----- EXTRAIT FOURNI

Le meurtre de la jeune Philippine ravive les débats
publics sur le faible taux d'exécution des obligations de quitter le
territoire. Serge Slama, professeur de droit public, décrypte le fonctionnement
du dispositif, jugé inefficace et contre-productif.
Pourquoi le taux
d’exécution des obligations de quitter le territoire français (OQTF) est-il si
bas ? Depuis le meurtre de Philippine, le 21 septembre dernier, la question agite de nouveau
le débat public ; le principal suspect étant un ressortissant marocain visé par
une OQTF. L’homme venait d’être libéré de rétention administrative, faute, pour
la préfecture, d’avoir pu obtenir un laissez-passer consulaire des autorités
marocaines. Il était maintenu en centre de rétention administratif (CRA) depuis
sa sortie de prison, où il avait purgé une peine pour viol.
Mais au-delà de cette
affaire, comment expliquer que sur les plus de 130 000 mesures d’éloignement
notifiées par les préfectures contre des personnes étrangères en situation
irrégulière, seules 7 % d’entre elles, environ, sont effectivement éloignées du
territoire ? Serge Slama, professeur de droit public à l’Université
Grenoble-Alpes, membre du Centre de recherches juridiques et chercheur affilié
à l’Institut Convergences Migrations, analyse les obstacles systémiques à
l'application de ces mesures et dénonce leur production effrénée, prononcées,
trop souvent, sans perspectives d’éloignement effectif.
JSS : Quels
sont les obstacles à l’exécution d’une OQTF ?

----------
----- ENREGISTREMENTS LISTÉS

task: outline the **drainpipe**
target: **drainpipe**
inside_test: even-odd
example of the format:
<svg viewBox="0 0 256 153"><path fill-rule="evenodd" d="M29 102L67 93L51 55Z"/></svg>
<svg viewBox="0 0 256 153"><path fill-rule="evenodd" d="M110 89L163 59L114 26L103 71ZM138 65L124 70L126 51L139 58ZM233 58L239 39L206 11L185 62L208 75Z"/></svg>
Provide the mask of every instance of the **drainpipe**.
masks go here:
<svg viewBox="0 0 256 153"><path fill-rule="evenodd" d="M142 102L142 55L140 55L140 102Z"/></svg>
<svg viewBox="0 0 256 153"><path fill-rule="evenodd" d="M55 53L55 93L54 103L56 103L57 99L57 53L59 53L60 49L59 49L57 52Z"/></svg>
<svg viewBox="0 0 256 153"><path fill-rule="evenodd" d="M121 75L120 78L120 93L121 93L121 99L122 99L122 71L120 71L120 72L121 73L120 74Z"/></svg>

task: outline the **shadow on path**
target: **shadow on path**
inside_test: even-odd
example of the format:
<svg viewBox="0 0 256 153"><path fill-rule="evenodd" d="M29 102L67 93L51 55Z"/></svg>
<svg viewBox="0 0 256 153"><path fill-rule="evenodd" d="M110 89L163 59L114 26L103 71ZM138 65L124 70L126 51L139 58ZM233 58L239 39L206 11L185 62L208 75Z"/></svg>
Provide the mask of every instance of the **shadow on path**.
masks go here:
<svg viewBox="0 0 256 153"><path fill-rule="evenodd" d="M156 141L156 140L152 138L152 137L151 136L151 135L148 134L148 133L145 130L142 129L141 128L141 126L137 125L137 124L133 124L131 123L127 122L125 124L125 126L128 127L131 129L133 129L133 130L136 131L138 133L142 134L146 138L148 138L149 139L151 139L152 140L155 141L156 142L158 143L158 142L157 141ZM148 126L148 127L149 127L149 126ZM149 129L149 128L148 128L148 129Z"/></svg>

----------

- [CONSIGNES ÉCRITES]:
1. Les affirmations suivantes concordent-elles avec l'extrait fourni ? Pour chacune, répondez par oui ou par non en citant mot pour mot le passage du texte qui tranche.
(a) Le principal suspect du meurtre est un ressortissant marocain faisant l'objet d'une OQTF.
(b) Serge Slama enseigne le droit privé.
(c) Après sa sortie de prison, l'homme a été remis en liberté sans passer par un centre de rétention.
2. Dans toute la liste d'enregistrements placée au-dessus, substituez « outlines go here » à « masks go here », puis recopiez cette liste en entier sans rien modifier d'autre.

- [CORRIGÉ DES EXERCICES]:
1.
(a) Oui : « le principal suspect étant un ressortissant marocain visé par une OQTF ».
(b) Non : « professeur de droit public à l’Université Grenoble-Alpes ».
(c) Non : « Il était maintenu en centre de rétention administratif (CRA) depuis sa sortie de prison ».

2.
task: outline the **drainpipe**
target: **drainpipe**
inside_test: even-odd
example of the format:
<svg viewBox="0 0 256 153"><path fill-rule="evenodd" d="M29 102L67 93L51 55Z"/></svg>
<svg viewBox="0 0 256 153"><path fill-rule="evenodd" d="M110 89L163 59L114 26L103 71ZM138 65L124 70L126 51L139 58ZM233 58L239 39L206 11L185 62L208 75Z"/></svg>
Provide the mask of every instance of the **drainpipe**.
outlines go here:
<svg viewBox="0 0 256 153"><path fill-rule="evenodd" d="M142 102L142 55L140 55L140 102Z"/></svg>
<svg viewBox="0 0 256 153"><path fill-rule="evenodd" d="M55 53L55 93L54 103L56 103L57 99L57 53L59 53L60 49L59 49L57 52Z"/></svg>
<svg viewBox="0 0 256 153"><path fill-rule="evenodd" d="M121 75L120 78L120 93L121 93L121 99L122 99L122 71L120 71L120 72L121 73L120 74Z"/></svg>

task: outline the **shadow on path**
target: **shadow on path**
inside_test: even-odd
example of the format:
<svg viewBox="0 0 256 153"><path fill-rule="evenodd" d="M29 102L67 93L51 55Z"/></svg>
<svg viewBox="0 0 256 153"><path fill-rule="evenodd" d="M110 89L163 59L114 26L103 71ZM138 65L124 70L126 51L139 58ZM233 58L239 39L206 11L185 62L208 75Z"/></svg>
Provide the mask of every instance of the **shadow on path**.
outlines go here:
<svg viewBox="0 0 256 153"><path fill-rule="evenodd" d="M156 141L156 140L152 138L152 137L151 136L151 135L148 134L148 133L145 130L142 129L141 128L141 126L137 125L137 124L133 124L131 123L127 122L125 124L125 126L128 127L131 129L133 129L133 130L136 131L138 133L142 134L146 138L148 138L149 139L151 139L152 140L155 141L156 142L158 143L158 142L157 141ZM148 126L148 127L149 127L149 126ZM149 129L149 128L148 128L148 129Z"/></svg>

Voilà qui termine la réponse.